■ **Etkinlik 1**
Metinden sonra gelen satırlarda, satırların başından "box: [130, 53, 217, 149]" ifadesini içeren satıra kadar olan bölümü, iki ucu da dahil olmak üzere aynen yazınız. Resimleri yanıtınıza almayınız.

■ **Metin Parçası**
* * * *
İzmir Başbakan Yıldırım Canlı Yayında

Başbakan Yıldırım Canlı Yayında

10.04.2017 - 11:22 | Son Güncellenme:

Yıldırım: (4) "Seçildin 'Artık ben istediğimi yaparım' diyemiyorsun. Seni bağlayan anayasa var, yetkiler tek tek yazılmış. Seni bağlayan Meclis var" "Cumhurbaşkanı için, yardımcıları için, bakanlar için soruşturma açıp, soruşturmanın kabul edilmesi halinde Yüce Divanda yargılatma hakkı var. Bunlar hep yazılıyor burada. Öyle işin ucu boş bırakılmış değil. Cumhurbaşkanına sadece yürütme görevini yaparken kararname çıkarma yetkisi veriyor. Kararname yetkisi de sadece günübirlik işleri yapmak için veriliyor" "Gensoru niye olsun? Güvenoyu ile ilgili bir şey. Güvenoyunu millet verdiği için parlamento hükümet sistemi kaldırıldığı için, doğrudan hükümet sistemine geçildiği için güvenoyuna gerek yok. Çünkü güvenoyunu 80 milyon veriyor, patron millet"

Başbakan Yıldırım Canlı Yayında

İZMİR (AA) - Başbakan Binali Yıldırım, cumhurbaşkanlığı hükümet sisteminde "Seçildim, artık ben istediğimi yaparım" denilemeyeceğini belirterek, "Seni bağlayan anayasa var, yetkiler tek tek yazılmış. Seni bağlayan Meclis var." dedi.

Haberin Devamı

Yıldırım, Fox TV' katıldığı "İsmail Küçükkaya ile Çalar Saat" programında, halk oylamasına sunulan sisteme ilişkin "Cumhurbaşkanı bir partinin genel başkanı olmasaydı daha rahat anlatılmaz mıydı?" sorusu üzerine, bunun bir mecburiyet değil hak olduğunu söyledi.
* * * *
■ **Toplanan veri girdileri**
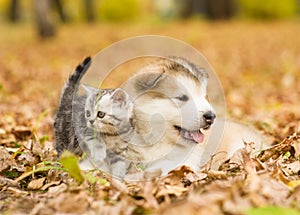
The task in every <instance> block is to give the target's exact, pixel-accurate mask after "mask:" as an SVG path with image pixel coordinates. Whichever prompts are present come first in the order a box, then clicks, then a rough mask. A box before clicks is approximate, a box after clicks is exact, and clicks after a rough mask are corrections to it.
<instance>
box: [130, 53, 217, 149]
mask: <svg viewBox="0 0 300 215" xmlns="http://www.w3.org/2000/svg"><path fill="white" fill-rule="evenodd" d="M207 81H208V74H207V72H206V71H205V70H204V69H203V68H200V67H198V66H196V65H194V64H192V63H190V62H189V61H187V60H185V59H182V58H175V57H172V58H167V59H164V60H159V61H157V62H155V63H153V64H150V65H149V66H147V67H145V68H143V69H142V70H141V71H140V72H138V73H137V74H136V75H135V76H133V77H132V78H131V80H129V81H128V82H127V83H126V85H125V89H126V90H127V92H129V94H130V96H131V99H132V100H133V101H134V106H135V107H134V111H135V115H136V118H137V124H138V127H142V128H146V130H145V131H143V132H145V133H149V134H152V135H149V138H150V139H151V138H153V137H156V138H155V139H157V138H158V139H159V137H160V136H167V137H168V141H176V142H177V143H201V142H203V140H204V135H203V133H202V132H201V130H202V129H208V128H209V127H210V126H211V125H212V124H213V122H214V119H215V117H216V114H215V111H214V109H213V107H212V106H211V105H210V103H209V101H208V99H207V94H206V88H207ZM147 129H148V130H147Z"/></svg>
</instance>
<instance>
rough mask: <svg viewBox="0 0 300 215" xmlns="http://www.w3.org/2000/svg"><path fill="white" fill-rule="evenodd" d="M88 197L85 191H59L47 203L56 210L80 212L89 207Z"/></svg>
mask: <svg viewBox="0 0 300 215" xmlns="http://www.w3.org/2000/svg"><path fill="white" fill-rule="evenodd" d="M89 199H90V197H89V196H88V195H87V193H86V192H85V191H80V192H79V193H63V192H62V193H60V194H59V195H58V196H56V197H55V198H53V199H50V200H49V202H48V204H49V206H50V207H52V208H53V209H54V210H55V211H57V212H62V213H75V214H82V213H84V212H85V211H86V210H87V209H88V207H89Z"/></svg>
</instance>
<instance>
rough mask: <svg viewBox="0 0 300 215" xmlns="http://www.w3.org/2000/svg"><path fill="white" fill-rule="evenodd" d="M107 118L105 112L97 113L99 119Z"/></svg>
mask: <svg viewBox="0 0 300 215" xmlns="http://www.w3.org/2000/svg"><path fill="white" fill-rule="evenodd" d="M104 116H105V113H104V112H102V111H98V113H97V117H99V118H103V117H104Z"/></svg>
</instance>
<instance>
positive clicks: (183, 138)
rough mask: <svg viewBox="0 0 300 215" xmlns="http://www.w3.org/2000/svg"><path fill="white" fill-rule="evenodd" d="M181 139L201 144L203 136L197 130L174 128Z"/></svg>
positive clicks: (198, 131) (201, 132) (181, 127)
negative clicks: (188, 130) (181, 137)
mask: <svg viewBox="0 0 300 215" xmlns="http://www.w3.org/2000/svg"><path fill="white" fill-rule="evenodd" d="M174 127H175V129H176V130H178V131H179V134H180V135H181V137H182V138H183V139H186V140H189V141H193V142H195V143H202V142H203V141H204V134H203V133H202V132H201V131H200V129H199V130H195V131H188V130H186V129H184V128H182V127H179V126H176V125H175V126H174Z"/></svg>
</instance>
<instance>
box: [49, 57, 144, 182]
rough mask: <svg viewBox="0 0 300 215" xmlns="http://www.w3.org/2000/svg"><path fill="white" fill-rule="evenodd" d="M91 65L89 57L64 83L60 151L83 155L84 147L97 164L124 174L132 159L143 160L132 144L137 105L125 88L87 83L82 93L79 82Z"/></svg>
mask: <svg viewBox="0 0 300 215" xmlns="http://www.w3.org/2000/svg"><path fill="white" fill-rule="evenodd" d="M90 64H91V58H90V57H87V58H86V59H85V60H84V61H83V62H82V63H81V64H80V65H79V66H77V68H76V69H75V70H74V71H73V72H72V74H71V75H70V77H69V79H68V80H67V82H66V84H65V86H64V89H63V93H62V95H61V98H60V104H59V108H58V110H57V113H56V116H55V122H54V131H55V142H56V150H57V152H58V156H60V155H61V153H62V152H63V151H64V150H69V151H72V152H73V153H75V154H76V155H82V153H83V151H82V148H83V149H84V151H85V152H87V154H88V156H89V157H90V159H91V161H92V163H94V164H95V165H96V166H97V167H99V168H100V169H103V170H105V171H109V172H111V173H112V174H113V175H115V176H119V177H123V176H124V175H125V174H126V173H127V171H128V167H129V166H130V164H131V163H132V162H131V161H130V160H141V159H142V158H141V157H140V155H139V154H138V153H136V151H135V150H134V149H133V148H132V147H129V140H130V139H131V136H132V133H133V127H132V119H131V117H132V109H133V104H132V102H131V101H130V100H129V96H128V94H127V93H126V92H125V91H124V90H122V89H116V90H112V89H104V90H103V89H96V88H93V87H89V86H83V88H85V90H86V92H87V93H86V94H85V95H82V96H78V95H77V91H78V85H79V82H80V80H81V78H82V77H83V75H84V74H85V72H86V71H87V69H88V68H89V66H90ZM89 168H90V167H89Z"/></svg>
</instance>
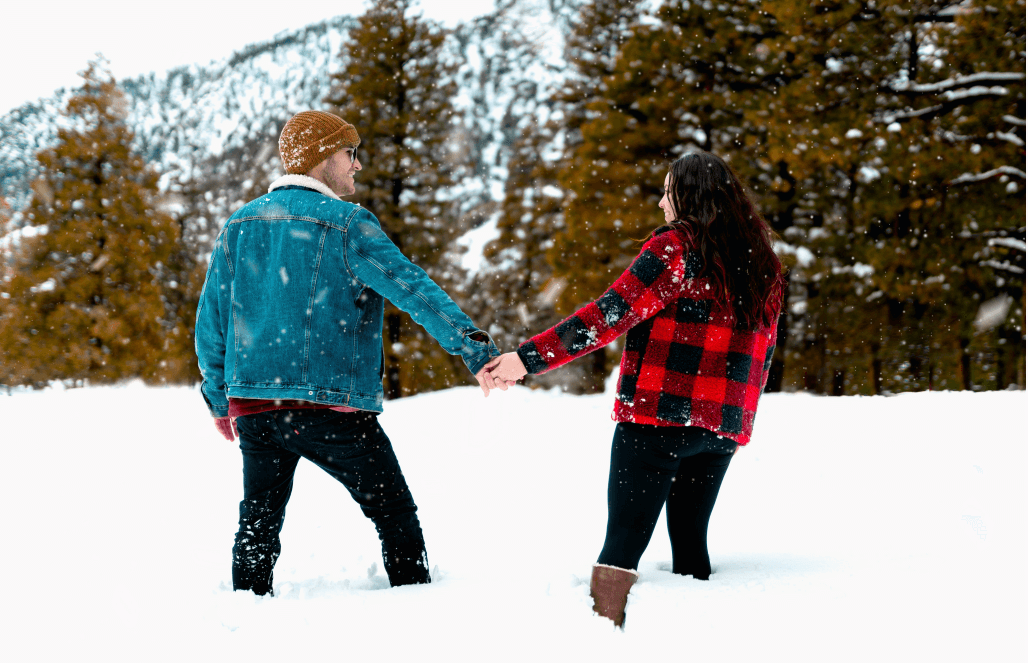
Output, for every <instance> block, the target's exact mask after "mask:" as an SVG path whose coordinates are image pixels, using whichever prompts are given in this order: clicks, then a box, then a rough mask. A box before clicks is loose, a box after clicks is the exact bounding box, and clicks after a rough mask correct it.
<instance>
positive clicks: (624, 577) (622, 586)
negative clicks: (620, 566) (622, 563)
mask: <svg viewBox="0 0 1028 663" xmlns="http://www.w3.org/2000/svg"><path fill="white" fill-rule="evenodd" d="M638 577H639V575H638V573H637V572H634V570H629V569H627V568H619V567H617V566H608V565H607V564H593V565H592V582H591V583H590V584H589V595H590V596H592V612H594V613H596V614H597V615H599V616H600V617H605V618H607V619H609V620H611V621H613V622H614V625H615V626H617V627H619V628H624V626H623V624H624V623H625V605H627V604H628V591H629V590H630V589H631V588H632V585H634V584H635V581H636V580H638Z"/></svg>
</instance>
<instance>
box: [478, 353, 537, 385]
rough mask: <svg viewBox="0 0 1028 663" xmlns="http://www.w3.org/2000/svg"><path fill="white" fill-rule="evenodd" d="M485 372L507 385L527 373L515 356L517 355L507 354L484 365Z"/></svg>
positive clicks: (519, 378)
mask: <svg viewBox="0 0 1028 663" xmlns="http://www.w3.org/2000/svg"><path fill="white" fill-rule="evenodd" d="M485 370H486V371H488V373H489V374H490V375H491V376H492V377H494V378H497V379H499V380H503V381H504V382H507V383H509V384H513V383H514V382H516V381H517V380H519V379H521V378H522V377H524V376H525V375H526V374H527V373H528V371H527V369H525V367H524V364H523V363H522V362H521V358H520V357H518V356H517V353H507V354H506V355H501V356H500V357H498V358H495V359H494V360H492V361H491V362H489V363H488V364H486V365H485Z"/></svg>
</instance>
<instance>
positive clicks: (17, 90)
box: [0, 0, 493, 115]
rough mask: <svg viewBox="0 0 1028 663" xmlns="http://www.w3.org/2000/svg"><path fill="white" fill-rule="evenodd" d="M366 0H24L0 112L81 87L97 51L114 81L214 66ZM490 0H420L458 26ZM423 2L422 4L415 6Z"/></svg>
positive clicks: (3, 62)
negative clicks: (83, 77) (169, 70)
mask: <svg viewBox="0 0 1028 663" xmlns="http://www.w3.org/2000/svg"><path fill="white" fill-rule="evenodd" d="M368 4H369V3H368V2H367V0H334V1H329V2H327V1H325V0H303V1H301V2H296V1H293V0H279V1H278V2H269V1H267V0H255V1H251V2H241V1H238V0H207V1H203V2H198V1H196V0H178V1H177V2H171V3H150V2H141V1H140V0H133V1H132V2H128V1H125V0H49V1H47V2H40V1H39V0H35V1H33V0H28V1H25V0H22V1H19V2H4V7H3V9H2V10H0V17H2V20H3V24H4V35H3V38H2V39H0V63H3V64H2V65H0V72H2V73H0V115H2V114H4V113H6V112H7V111H9V110H10V109H12V108H14V107H16V106H21V105H22V104H24V103H26V102H29V101H35V100H37V99H39V98H41V97H48V96H49V95H50V94H51V93H52V91H53V90H54V89H57V88H59V87H74V86H78V85H79V84H80V83H81V78H79V76H78V72H80V71H83V70H84V69H85V67H86V64H87V63H88V61H89V60H91V59H93V58H94V57H95V56H96V53H97V52H102V53H103V54H104V57H105V58H106V59H107V60H108V61H109V62H110V68H111V72H112V73H113V74H114V77H115V78H118V79H121V78H131V77H133V76H138V75H139V74H144V73H148V72H151V71H155V72H164V71H168V70H169V69H172V68H174V67H179V66H182V65H190V64H193V63H200V64H207V63H209V62H211V61H212V60H220V59H222V58H226V57H228V56H230V54H231V53H232V52H233V51H235V50H238V49H240V48H242V47H244V46H246V45H248V44H251V43H255V42H258V41H264V40H266V39H270V38H271V37H273V36H274V35H277V34H278V33H280V32H283V31H288V30H295V29H297V28H302V27H304V26H308V25H310V24H313V23H317V22H319V21H322V20H323V19H328V17H331V16H337V15H340V14H353V15H358V14H361V13H363V12H364V11H365V10H366V9H367V6H368ZM492 7H493V2H492V0H420V2H419V8H420V10H421V11H423V12H424V14H425V16H426V17H429V19H434V20H436V21H440V22H442V23H443V24H444V25H447V26H449V27H452V26H454V25H456V24H457V23H458V22H462V21H467V20H469V19H473V17H475V16H478V15H481V14H483V13H486V12H488V11H490V10H491V9H492ZM416 10H417V8H415V11H416Z"/></svg>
* * * *
■ **Etkinlik 2**
Başbakan Yıldırım'ın canlı yayınına ilişkin haberi kaldığı yerden devam ettiriniz.

■ **Çıktı 1**
The task in every <instance> block is to give the target's exact, pixel-accurate mask after "mask:" as an SVG path with image pixel coordinates. Whichever prompts are present come first in the order a box, then clicks, then a rough mask. A box before clicks is approximate, a box after clicks is exact, and clicks after a rough mask are corrections to it.
<instance>
box: [130, 53, 217, 149]

■ **Çıktı 2**
Hakları kendilerinin sınırlamayacağını ifade eden Yıldırım, hakkı verdikten sonra gerisine kısıtlama getirmenin demokrasiye uygun olmadığını vurguladı.Partiye üye olabilme hakkının önceden de bulunduğunu hatırlatan Yıldırım, "Tek parti döneminde olan bir şeydi. Partiye üye olabilme yetkisini verdikten sonra 'Genel başkan olamazsın' diye bir kayıt koymak özgürlüklere aykırı." diye konuştu.

Cumhurbaşkanının bir siyasi partinin genel başkanı olabilmesinin kendisini kaygılandırıp kaygılandırmadığına yönelik soru üzerine Yıldırım, "Hiç kaygılandırmıyor. Kim olursa olsun eğer millet, memleket görevini parti işiyle karıştırırsa en önce kendi kaybeder. En fazla millet 2 sene kaybeder. Çünkü 2 dönem seçiliyor. Eğer anayasa dışına çıkarsa, toplumun vicdanına uymayan birtakım tasarruflarda bulunursa bunu kontrol mekanizmaları var." ifadelerini kullandı.

Haberin Devamı

- "İşin ucu boş bırakılmış değil"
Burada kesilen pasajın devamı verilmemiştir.